Please reproduce, unchanged, the part of the listing below that opens with the line containing "like [21, 551]." and closes with the line containing "[1144, 173]", including both of those lines.

'''

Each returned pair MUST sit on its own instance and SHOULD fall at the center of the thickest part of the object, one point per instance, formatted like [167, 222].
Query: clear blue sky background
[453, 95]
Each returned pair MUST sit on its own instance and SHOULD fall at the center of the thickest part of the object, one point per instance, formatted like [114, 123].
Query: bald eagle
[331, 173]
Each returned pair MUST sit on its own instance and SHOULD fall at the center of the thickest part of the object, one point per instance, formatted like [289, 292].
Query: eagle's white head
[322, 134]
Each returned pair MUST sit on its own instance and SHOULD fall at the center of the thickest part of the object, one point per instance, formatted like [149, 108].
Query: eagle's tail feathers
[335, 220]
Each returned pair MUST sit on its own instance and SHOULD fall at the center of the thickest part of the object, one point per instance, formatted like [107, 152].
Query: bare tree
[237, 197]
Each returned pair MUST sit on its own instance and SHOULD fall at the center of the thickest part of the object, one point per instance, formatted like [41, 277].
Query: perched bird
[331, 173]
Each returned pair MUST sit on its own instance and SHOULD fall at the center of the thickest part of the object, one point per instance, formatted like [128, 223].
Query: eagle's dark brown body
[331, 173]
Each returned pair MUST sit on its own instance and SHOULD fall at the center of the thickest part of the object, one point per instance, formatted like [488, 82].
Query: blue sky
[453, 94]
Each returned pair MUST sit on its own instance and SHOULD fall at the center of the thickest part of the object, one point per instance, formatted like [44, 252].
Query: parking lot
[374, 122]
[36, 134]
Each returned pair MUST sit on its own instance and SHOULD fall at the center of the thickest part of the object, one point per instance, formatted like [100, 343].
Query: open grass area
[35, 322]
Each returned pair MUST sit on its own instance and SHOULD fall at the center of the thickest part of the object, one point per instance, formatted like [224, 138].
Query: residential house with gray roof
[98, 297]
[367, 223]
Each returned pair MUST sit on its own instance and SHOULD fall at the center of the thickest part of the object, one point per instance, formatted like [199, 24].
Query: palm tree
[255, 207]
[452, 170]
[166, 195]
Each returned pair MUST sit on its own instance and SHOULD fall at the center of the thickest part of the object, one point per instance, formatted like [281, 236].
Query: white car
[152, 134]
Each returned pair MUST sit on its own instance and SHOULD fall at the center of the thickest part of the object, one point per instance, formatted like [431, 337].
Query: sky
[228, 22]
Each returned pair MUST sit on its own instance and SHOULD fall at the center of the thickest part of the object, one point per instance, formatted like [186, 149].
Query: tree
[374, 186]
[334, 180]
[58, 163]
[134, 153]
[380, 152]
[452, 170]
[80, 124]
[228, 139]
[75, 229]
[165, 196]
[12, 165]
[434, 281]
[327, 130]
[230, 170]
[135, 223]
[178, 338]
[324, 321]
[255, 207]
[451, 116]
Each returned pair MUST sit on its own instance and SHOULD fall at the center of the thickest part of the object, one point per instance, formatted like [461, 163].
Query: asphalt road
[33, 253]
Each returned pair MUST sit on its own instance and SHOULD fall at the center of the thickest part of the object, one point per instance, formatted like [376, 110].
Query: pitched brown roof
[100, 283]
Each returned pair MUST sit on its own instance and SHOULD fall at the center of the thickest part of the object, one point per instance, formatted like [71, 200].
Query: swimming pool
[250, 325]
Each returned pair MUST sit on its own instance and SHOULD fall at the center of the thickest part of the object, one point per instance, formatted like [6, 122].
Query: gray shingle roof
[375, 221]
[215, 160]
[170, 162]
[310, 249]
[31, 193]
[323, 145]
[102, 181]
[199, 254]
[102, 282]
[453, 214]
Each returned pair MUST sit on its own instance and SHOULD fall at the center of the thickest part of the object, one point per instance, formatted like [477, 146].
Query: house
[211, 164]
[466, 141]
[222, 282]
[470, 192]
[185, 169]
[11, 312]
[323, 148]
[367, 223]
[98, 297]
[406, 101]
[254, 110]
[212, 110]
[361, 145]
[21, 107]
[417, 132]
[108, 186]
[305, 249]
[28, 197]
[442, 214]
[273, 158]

'''
'''

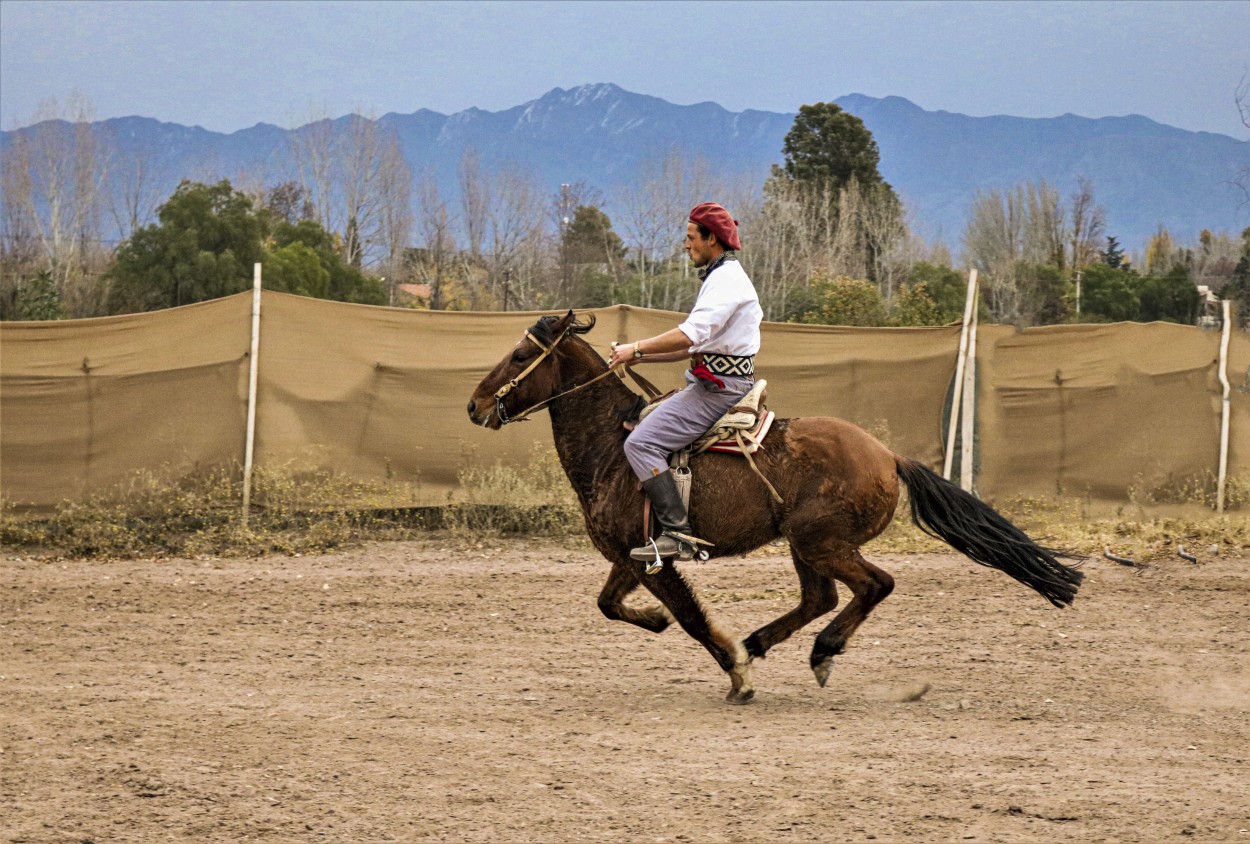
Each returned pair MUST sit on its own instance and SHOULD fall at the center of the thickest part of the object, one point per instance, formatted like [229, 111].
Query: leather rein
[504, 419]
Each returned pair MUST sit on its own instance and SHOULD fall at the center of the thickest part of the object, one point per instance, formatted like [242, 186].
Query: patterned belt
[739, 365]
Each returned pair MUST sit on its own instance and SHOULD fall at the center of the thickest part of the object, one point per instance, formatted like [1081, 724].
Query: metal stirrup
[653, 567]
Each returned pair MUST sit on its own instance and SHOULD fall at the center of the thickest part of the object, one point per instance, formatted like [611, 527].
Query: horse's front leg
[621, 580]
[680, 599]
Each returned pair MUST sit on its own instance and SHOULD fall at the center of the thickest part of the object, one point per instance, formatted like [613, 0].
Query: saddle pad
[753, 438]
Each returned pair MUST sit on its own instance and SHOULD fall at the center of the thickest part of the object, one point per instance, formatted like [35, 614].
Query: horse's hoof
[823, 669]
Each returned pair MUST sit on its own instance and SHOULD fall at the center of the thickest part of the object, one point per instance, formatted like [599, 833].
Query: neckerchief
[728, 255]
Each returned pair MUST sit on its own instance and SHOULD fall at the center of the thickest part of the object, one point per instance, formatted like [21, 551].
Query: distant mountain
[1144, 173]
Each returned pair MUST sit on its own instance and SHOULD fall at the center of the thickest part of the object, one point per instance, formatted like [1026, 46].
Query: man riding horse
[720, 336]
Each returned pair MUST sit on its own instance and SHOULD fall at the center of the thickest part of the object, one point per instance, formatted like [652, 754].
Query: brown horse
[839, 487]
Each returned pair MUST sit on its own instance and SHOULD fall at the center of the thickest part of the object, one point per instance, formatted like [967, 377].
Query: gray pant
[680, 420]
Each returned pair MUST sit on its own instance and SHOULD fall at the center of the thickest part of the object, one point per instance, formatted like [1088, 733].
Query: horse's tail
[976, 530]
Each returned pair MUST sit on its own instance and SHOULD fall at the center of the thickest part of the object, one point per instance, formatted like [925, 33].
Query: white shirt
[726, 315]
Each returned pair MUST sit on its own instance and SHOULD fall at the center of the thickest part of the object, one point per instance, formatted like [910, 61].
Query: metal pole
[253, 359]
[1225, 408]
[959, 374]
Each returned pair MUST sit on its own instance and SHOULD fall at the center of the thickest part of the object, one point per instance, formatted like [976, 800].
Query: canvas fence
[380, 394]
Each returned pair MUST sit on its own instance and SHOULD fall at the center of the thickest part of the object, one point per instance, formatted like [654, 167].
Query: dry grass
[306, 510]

'''

> [Result below]:
Each returned pair MUST sit on its own instance and SHOULD fall at the center of the thickest part of the object, one point per instance, formatted like [21, 551].
Query: distant mountain
[1144, 173]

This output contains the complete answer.